**PASSAGE SHOWN:**
-- Opening Marker --

Meow Wolf: Revenge of the Artist?

 

From Issue 0: Commitment

Meow Wolf was founded as an art collective in 2008 by a close-knit group of six artists living in the small city of Santa Fe, New Mexico. Its creative vision was incubated by an art world whose leading institutions — galleries, museums, and biennials — had fully internalized the idea that aesthetically organized experiences can themselves constitute works of art. Its founders absorbed the implications that the exhibition-as-artistic-medium posed for art and responded to it by staging their own community-based events throughout the Santa Fe area. When Meow Wolf’s claim to fame, House of Eternal Return, hatched in March 2016, the art world was forced to confront the monster that two decades of discourse around socially-engaged art had unwittingly created. At a time when large-scale installations had been the norm for decades, there was a consensus among artists: it was not objects themselves that signified a work of art but the institution that housed them.

In the years since the early seventies, when Lucy Lippard wrote on the dematerialization of the art object, the activities that can be defined as art-making have continued to expand well beyond the creation of an object and into the administrative activities of exhibition planning. Now, two decades after the height of relational aesthetics, the wide range of practices in which artists actively intervene in and construct their own exhibitions are well-represented at venues like the Venice Biennale, Documenta, Tate Modern, and MoMA, and have been since the early aughts. Artist-curated exhibitions at the RISD museum, mini-museums such as those by Claes Oldenburg and Meschac Gaba, Thomas Hirschhorn’s low-budget reading groups, Simone Leigh’s guided meditation sessions: these are just a few examples of the kinds of exhibitionary artworks one can expect to encounter in contemporary art museums today. However, as James Voorhies describes in Beyond Objecthood: The Exhibition as a Critical Form Since 1968 (2017), the ongoing legacy of relational aesthetics has also resulted in a widespread conception that any organized social experience can be an artwork, whether it occurs within or without the institution:

The experiments with basic human behaviors in the exhibition form quickly became a locus for a deteriorated, fragmentary, and misunderstood… form of art that embraces any kind of social engagement in activities and exhibitions occurring inside and outside the institution. Art that generally falls under the rubric of “social practice” has developed out of this conflation of a desire to make the world a better place and often the notion of using the spectator to do so. It does not always have or require the context of art to gauge its capacity — as art.

-- Closing Marker --

**EXCERPTED RECORDS:**
-- Opening Marker --

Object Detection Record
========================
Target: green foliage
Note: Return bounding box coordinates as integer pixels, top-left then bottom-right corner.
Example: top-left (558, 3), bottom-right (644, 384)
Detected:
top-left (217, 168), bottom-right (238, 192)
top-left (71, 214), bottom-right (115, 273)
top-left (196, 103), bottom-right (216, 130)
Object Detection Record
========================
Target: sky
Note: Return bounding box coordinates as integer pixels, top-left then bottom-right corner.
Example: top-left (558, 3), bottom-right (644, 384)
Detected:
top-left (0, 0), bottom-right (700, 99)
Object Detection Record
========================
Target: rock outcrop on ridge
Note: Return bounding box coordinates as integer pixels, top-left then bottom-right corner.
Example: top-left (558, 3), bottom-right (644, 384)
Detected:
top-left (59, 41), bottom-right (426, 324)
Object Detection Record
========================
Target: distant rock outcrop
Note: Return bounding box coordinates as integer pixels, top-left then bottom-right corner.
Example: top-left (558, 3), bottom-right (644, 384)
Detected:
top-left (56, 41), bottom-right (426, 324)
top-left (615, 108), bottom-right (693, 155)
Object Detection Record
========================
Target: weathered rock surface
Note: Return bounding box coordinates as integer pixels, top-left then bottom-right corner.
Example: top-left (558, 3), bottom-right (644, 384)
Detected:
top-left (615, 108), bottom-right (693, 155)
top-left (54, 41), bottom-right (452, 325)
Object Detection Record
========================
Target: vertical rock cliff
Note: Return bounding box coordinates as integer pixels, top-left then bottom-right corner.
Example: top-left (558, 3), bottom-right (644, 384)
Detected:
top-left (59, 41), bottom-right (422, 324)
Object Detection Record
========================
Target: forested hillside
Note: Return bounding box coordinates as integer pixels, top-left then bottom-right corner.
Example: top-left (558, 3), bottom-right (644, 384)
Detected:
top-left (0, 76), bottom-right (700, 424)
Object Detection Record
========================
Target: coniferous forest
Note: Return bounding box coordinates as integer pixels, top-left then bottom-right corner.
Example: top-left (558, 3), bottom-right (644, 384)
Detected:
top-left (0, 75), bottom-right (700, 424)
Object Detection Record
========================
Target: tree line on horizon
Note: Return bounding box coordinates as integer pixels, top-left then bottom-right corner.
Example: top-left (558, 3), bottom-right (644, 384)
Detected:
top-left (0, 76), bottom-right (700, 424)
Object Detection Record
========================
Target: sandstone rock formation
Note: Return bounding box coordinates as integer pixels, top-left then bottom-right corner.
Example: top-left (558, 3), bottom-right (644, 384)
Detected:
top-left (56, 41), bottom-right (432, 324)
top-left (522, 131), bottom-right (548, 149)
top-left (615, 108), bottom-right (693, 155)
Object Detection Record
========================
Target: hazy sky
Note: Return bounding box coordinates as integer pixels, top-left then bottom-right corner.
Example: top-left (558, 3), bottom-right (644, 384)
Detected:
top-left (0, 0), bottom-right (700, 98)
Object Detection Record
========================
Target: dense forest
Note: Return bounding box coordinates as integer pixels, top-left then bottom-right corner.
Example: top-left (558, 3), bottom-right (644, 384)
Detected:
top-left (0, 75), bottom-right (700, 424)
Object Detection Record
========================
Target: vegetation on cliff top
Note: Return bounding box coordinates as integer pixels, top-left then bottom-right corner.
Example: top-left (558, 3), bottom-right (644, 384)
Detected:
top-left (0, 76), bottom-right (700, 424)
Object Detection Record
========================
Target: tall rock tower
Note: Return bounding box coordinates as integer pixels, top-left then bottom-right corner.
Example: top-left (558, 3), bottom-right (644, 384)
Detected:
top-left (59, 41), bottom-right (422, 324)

-- Closing Marker --

**WHAT YOU WILL DO:**
A - Please extract the part of the Meow Wolf essay from "The experiments with" up to and including "capacity — as art.".
B - Condense the Meow Wolf essay's paragraph beginning "Meow Wolf was founded as an art collective" into a shorter version that keeps its main facts.
The items above are separate from the Meow Wolf essay.

**ANSWER LIST:**
A -
The experiments with basic human behaviors in the exhibition form quickly became a locus for a deteriorated, fragmentary, and misunderstood… form of art that embraces any kind of social engagement in activities and exhibitions occurring inside and outside the institution. Art that generally falls under the rubric of “social practice” has developed out of this conflation of a desire to make the world a better place and often the notion of using the spectator to do so. It does not always have or require the context of art to gauge its capacity — as art.

B - Meow Wolf began in 2008 as an art collective formed by six artists in Santa Fe, New Mexico. Its vision grew out of an art world whose galleries, museums, and biennials accepted that aesthetically organized experiences can be artworks. Its founders responded by staging community-based events around Santa Fe. When its best-known work, House of Eternal Return, appeared in March 2016, the art world had to confront the monster that two decades of discourse on socially-engaged art had created. Large-scale installations had long been the norm by then, and artists agreed that the institution housing objects, not the objects themselves, signified a work of art.